Your objective: Which lines in the records below contain the string "Request" with its case matched? Pull out each of those lines and copy it.

• • •

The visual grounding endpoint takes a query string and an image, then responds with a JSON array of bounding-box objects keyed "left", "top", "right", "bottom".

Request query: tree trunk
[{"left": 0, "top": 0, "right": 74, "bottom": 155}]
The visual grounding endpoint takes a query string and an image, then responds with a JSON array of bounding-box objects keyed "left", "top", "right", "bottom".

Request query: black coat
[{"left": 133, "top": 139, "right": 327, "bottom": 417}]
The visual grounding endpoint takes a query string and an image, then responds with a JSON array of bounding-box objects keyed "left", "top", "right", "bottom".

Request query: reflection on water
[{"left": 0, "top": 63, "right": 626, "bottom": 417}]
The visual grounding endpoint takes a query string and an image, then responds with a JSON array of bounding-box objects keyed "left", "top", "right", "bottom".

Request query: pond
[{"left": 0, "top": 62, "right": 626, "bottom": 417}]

• • •

Result of this task:
Request query: tree trunk
Request query: black coat
Request query: reflection on water
Request query: pond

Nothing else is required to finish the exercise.